• _Study text_
────────────────────────────────────────
I grew up on Long Island, NY.
Not Staten Island, don’t get it twisted.
Even though I had already lived in FL for about 8 years when I got engaged to be married (to a boy from Long Island) I discovered there is a whole “Long Island” thing to getting engaged.
Registering at Fortunoff.
Fortunoff was a department store that originated in Brooklyn. In the ’70’s everyone was leaving their lives in Brooklyn and the Bronx and made a mass exodus for the suburbs. When I grew up in Long Island it was full of people who had grown up in NYC and the surrounding areas. Since I’ve moved to Florida it’s a pretty different world over there, but I digress.
────────────────────────────────────────
• _Dataset excerpts_
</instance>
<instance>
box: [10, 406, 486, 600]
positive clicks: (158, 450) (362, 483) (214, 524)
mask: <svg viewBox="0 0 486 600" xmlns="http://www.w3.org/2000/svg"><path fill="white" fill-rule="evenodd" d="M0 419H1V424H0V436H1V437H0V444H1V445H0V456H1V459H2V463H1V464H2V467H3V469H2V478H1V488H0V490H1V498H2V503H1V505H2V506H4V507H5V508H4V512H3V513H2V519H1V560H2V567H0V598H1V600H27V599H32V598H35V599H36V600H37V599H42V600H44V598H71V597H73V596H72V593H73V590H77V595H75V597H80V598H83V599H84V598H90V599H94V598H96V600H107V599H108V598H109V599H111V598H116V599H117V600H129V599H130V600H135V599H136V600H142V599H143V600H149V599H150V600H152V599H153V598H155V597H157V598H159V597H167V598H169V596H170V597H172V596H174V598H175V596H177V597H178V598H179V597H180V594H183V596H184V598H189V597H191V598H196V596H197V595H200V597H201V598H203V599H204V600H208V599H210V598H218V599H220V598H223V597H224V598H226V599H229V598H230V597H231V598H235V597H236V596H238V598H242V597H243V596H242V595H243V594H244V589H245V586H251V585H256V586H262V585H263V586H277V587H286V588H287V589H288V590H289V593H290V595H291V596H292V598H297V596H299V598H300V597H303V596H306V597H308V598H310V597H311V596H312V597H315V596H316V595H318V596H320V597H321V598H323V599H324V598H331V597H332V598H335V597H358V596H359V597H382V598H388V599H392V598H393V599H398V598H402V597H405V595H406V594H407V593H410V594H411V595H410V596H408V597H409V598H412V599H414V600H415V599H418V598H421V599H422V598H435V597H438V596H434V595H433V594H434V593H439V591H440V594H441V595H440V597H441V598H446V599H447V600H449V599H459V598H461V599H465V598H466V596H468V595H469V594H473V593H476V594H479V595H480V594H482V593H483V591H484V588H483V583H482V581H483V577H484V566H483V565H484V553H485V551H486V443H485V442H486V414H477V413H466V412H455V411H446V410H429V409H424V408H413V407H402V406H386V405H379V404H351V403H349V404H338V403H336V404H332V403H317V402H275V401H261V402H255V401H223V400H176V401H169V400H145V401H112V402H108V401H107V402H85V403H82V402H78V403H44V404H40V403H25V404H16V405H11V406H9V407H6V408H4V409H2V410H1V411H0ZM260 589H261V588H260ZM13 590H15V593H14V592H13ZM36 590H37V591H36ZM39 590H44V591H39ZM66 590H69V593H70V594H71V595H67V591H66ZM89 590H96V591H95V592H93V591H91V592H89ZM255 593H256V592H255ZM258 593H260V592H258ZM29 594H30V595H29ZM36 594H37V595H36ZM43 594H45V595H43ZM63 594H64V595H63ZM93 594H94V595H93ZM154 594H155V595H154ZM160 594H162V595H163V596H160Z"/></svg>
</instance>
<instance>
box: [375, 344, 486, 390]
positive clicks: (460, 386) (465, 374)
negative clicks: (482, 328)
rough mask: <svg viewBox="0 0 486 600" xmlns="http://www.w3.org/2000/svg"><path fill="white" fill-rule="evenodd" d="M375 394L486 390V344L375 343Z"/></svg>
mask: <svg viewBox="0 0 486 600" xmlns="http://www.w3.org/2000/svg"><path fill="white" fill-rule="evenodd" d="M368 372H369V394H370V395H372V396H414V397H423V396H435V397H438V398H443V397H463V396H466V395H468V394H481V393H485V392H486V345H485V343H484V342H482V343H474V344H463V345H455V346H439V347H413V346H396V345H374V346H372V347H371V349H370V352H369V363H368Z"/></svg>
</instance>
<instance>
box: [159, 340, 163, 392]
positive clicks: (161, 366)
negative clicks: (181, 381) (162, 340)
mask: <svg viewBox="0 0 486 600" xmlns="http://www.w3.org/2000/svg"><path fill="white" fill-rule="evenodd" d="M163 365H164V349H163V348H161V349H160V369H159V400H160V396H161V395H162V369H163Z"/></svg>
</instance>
────────────────────────────────────────
• _Exercise tasks_
(A) Answer these from the Long Island text:
(i) About how many years had the writer lived in Florida at the time of the engagement?
(ii) Where did Fortunoff originate?
(iii) Which two places were people leaving in the '70s?
(B) Pull out every line of the entries that contains the string "clicks", with case counting in the match.

• _Answers for the tasks_
(A)
(i) About 8 years
(ii) Brooklyn
(iii) Brooklyn and the Bronx

(B)
positive clicks: (158, 450) (362, 483) (214, 524)
positive clicks: (460, 386) (465, 374)
negative clicks: (482, 328)
positive clicks: (161, 366)
negative clicks: (181, 381) (162, 340)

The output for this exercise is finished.